* Yapılacak iş: İslam'daki hikmet ve denge üzerine olan yazıyı, gösterilen son cümlesinden sonrasını yazarak sürdürün.

İçinde yaşadığımız dünyamızda her şey yerli yerinde ve hikmet üzeredir. Dünyayı kullanan insan da bedeniyle, aklıyla hikmetin ta kendisi denecek bir güzellikte yaratılmıştır. Dünyayı ve insanı kulluk çizgisinde tutmak için Allah’ın gönderdiği dini de olduğu gibi hikmettir. Dinin özü olan Kur’an’ımız zaten hikmetin kaynağıdır.
Müslüman’ı Müslüman yapan İslam, başta dünya ve ahiret olmak üzere her şeyi dengelemektedir. Gece ile gündüz coğrafyada bir parça olarak nasıl ahenkli ise Müslüman’ı Müslüman yapan İslam, onun geceyi ve gündüzü her ikisi için en doğru olan şekliyle dengelemektedir. Bu şu anlama gelir: Gece ve gündüz birbirlerini tamamlayacak bir ahenk içindedirler. İslam da o ahenge göre bir kulluk emretmiştir. Geceninki gündüze kaydırıldığında veya aksi yapıldığında dengesizlik çıkar ortaya. Bu da kullukta eksikliktir. Buradaki azamet, ahenge uyumlu bir sistem olmuş olmasıdır.
Namazda bu ahengi görebiliriz. Sabah namazının vakti ve şekli ile ikindi namazının vakti ve şekli arasında vardır bu. Hikmetini gerektiği gibi idrak edemiyor olsak da hakikat budur. Yılın her gününe tesadüf edecek şekilde tutulan Ramazan orucunda, bütün dünya mü’minlerini aynı standartlarda bir araya getiren hac ibadetinde de görülebilir bu.

Adlandırılmış nesneyi işaret eden girdiler:

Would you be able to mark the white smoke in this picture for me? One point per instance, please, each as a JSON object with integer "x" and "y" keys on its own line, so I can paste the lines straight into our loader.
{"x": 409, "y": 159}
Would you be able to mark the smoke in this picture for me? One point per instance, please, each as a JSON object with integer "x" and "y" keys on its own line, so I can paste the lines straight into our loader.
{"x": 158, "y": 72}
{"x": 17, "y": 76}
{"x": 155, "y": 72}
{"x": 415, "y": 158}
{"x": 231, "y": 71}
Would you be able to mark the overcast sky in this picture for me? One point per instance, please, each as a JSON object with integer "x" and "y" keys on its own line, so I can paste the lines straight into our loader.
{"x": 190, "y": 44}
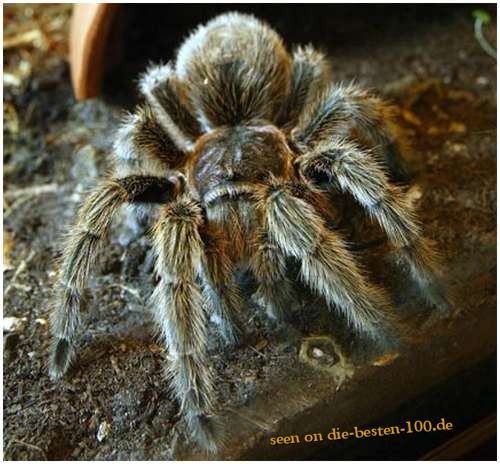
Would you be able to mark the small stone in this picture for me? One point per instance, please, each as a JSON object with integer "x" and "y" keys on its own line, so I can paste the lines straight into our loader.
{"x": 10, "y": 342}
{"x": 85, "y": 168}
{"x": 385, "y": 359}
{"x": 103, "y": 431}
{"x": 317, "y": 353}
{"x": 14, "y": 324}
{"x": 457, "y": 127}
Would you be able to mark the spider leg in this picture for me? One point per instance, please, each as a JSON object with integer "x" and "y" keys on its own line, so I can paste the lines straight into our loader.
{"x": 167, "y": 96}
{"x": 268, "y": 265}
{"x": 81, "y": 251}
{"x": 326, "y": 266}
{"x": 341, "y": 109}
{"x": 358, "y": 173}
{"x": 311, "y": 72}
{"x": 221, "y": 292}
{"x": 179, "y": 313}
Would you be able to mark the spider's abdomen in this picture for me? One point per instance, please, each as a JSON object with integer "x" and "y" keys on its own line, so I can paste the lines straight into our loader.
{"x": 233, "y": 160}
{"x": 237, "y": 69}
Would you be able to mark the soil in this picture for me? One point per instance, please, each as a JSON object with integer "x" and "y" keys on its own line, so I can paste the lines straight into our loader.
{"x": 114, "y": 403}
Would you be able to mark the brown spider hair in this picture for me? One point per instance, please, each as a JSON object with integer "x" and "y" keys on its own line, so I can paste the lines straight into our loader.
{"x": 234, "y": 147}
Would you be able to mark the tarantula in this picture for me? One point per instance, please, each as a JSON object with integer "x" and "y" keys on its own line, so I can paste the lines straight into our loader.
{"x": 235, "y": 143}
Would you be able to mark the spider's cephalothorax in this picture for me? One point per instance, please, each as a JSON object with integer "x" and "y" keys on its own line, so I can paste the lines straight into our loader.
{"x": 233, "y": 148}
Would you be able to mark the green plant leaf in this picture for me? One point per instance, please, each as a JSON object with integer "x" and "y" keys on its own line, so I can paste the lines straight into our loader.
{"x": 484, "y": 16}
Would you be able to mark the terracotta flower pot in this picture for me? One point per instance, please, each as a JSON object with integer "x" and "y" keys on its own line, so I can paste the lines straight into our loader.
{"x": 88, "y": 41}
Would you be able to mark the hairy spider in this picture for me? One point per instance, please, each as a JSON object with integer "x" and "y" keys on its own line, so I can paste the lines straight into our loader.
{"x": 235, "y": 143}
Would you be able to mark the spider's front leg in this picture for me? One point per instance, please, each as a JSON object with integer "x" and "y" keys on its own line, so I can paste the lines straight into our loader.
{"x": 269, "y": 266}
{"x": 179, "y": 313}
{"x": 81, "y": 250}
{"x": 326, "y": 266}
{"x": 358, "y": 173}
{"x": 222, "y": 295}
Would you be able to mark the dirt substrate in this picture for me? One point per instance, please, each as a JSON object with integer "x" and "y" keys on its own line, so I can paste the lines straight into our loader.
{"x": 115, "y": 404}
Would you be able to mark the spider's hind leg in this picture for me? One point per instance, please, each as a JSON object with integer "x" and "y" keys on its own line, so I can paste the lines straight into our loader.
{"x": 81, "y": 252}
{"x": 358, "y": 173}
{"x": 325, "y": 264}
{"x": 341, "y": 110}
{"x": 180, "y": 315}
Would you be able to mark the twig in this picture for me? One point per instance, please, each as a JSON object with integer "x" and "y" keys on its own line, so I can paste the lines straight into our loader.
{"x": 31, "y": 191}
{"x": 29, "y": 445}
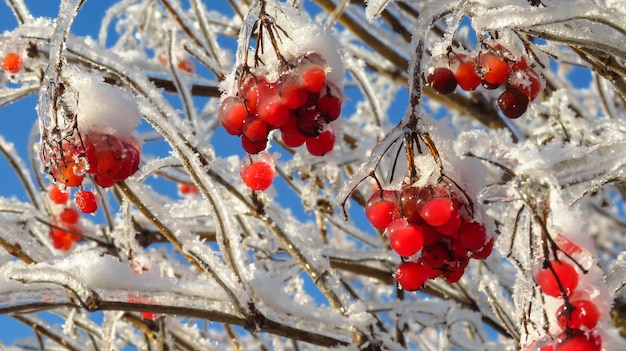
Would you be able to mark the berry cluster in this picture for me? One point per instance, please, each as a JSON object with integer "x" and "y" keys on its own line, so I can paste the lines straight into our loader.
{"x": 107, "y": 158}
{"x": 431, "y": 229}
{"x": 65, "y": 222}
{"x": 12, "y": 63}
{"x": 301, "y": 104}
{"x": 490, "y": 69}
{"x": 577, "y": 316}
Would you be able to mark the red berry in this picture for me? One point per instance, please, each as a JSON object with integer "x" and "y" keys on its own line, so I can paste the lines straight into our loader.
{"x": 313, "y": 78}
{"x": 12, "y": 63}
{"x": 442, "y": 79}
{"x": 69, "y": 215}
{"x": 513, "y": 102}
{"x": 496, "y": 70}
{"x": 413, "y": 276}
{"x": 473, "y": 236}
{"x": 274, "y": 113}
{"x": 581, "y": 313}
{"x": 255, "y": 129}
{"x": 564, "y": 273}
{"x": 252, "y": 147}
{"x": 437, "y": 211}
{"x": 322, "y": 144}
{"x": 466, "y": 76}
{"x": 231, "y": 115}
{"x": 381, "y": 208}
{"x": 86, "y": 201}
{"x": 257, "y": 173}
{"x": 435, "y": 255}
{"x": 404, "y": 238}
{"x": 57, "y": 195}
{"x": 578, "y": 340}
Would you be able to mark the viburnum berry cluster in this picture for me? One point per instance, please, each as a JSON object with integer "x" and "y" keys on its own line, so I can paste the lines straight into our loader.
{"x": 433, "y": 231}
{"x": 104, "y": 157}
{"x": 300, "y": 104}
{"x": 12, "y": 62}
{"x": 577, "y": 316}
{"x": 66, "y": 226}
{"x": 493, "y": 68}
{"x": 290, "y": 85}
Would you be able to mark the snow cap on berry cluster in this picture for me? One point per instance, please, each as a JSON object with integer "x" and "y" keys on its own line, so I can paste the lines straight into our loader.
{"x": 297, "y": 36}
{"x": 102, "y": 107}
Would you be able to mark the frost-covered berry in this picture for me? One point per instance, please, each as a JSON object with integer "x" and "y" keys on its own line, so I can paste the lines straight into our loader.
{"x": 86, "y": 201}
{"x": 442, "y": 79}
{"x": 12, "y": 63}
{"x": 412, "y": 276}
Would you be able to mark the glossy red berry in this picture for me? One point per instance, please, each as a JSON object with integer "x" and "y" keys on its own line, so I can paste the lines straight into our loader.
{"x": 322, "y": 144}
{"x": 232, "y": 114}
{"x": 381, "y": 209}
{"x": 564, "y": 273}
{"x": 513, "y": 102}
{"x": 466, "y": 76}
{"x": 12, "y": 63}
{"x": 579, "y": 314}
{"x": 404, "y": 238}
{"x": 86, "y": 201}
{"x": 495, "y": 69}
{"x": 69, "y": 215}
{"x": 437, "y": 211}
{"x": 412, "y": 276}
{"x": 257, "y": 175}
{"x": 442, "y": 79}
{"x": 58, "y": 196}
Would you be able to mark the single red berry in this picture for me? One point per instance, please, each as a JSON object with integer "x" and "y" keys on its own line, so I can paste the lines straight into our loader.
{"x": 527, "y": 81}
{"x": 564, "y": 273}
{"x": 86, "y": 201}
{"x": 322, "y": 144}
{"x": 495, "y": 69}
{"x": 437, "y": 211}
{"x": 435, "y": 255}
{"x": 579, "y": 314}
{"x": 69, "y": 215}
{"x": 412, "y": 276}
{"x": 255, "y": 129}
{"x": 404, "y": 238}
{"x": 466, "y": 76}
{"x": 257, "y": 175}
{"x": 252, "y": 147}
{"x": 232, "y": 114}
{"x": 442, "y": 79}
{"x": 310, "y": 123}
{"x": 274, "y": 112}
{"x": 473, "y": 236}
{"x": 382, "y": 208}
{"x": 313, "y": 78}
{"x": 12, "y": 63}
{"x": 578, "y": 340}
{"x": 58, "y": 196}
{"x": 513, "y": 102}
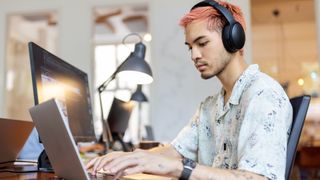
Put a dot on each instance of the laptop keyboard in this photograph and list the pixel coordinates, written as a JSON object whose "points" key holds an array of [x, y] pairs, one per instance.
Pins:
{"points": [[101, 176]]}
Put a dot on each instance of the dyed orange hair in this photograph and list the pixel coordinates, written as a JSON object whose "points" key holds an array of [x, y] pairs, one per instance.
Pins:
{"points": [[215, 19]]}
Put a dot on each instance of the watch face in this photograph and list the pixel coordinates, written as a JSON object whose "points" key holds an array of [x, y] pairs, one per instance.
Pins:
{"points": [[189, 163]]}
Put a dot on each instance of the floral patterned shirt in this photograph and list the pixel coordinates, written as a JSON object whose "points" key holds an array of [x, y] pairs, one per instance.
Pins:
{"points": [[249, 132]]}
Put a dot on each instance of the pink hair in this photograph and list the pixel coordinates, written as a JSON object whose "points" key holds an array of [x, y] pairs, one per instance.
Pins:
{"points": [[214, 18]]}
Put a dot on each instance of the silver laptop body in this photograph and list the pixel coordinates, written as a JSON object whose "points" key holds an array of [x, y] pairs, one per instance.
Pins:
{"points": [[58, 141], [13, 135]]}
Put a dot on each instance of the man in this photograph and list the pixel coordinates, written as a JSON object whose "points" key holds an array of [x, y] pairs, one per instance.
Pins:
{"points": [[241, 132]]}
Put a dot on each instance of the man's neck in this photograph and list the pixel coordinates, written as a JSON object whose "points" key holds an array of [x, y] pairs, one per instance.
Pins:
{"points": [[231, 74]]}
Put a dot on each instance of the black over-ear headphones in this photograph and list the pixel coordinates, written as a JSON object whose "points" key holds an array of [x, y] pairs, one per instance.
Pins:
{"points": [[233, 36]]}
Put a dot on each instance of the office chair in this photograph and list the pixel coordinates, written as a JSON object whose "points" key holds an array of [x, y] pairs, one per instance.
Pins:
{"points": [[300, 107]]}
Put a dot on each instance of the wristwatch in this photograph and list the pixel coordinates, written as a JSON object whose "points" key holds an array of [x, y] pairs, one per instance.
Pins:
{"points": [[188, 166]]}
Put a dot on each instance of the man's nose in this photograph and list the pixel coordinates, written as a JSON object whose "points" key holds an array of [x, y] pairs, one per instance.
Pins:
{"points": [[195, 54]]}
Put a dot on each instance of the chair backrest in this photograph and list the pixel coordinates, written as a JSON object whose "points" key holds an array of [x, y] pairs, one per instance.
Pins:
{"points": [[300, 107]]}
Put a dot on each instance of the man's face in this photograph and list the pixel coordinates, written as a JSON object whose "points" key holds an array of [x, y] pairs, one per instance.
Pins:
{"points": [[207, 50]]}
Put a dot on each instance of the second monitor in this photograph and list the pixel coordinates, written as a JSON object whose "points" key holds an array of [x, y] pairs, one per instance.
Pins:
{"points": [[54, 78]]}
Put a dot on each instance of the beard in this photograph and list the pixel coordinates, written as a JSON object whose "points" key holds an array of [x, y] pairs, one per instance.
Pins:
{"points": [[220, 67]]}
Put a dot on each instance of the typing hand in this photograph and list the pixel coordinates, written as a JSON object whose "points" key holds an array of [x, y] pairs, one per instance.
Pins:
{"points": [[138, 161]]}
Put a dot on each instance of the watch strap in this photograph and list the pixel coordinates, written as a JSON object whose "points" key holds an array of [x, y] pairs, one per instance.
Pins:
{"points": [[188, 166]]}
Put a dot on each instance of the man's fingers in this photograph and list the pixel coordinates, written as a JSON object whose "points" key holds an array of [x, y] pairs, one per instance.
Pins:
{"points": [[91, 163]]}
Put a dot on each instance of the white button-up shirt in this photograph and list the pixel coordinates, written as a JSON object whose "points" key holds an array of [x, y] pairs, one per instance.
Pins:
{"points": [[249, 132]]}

* Yanıt:
Dinimizin hangi bölümü alınırsa alınsın o bölümde dışarıdan izleyenin de onu yaşayanın da görebileceği bir ahenk ve denge muhakkak vardır.
Dinimiz her şeyi bir denge üzerine oturtmuş iken, dini öğrenmede dengesizlik kabul edilemez. Sadece namaz kılmak İslam olmayacağı gibi sadece namazla sınırlandırılmış bir ilim de İslam’ın öğretildiği ilim değildir. Namaz ve namazla bağlantılı konular dinin sadece bir bölümüdür. Evet, namazın dindeki ağırlığı ilim olarak öğrenildiğinde de ilmin içinde bir ağırlık olarak yansır ama hiçbir şekilde sadece namaz etrafında dönen ilim bir bütünü temsil etmez. İslam bütün hayatı kuşatıyor ve kuşattığını da dengede tutuyor. Ona dair ilimlerde de denge olmalıdır.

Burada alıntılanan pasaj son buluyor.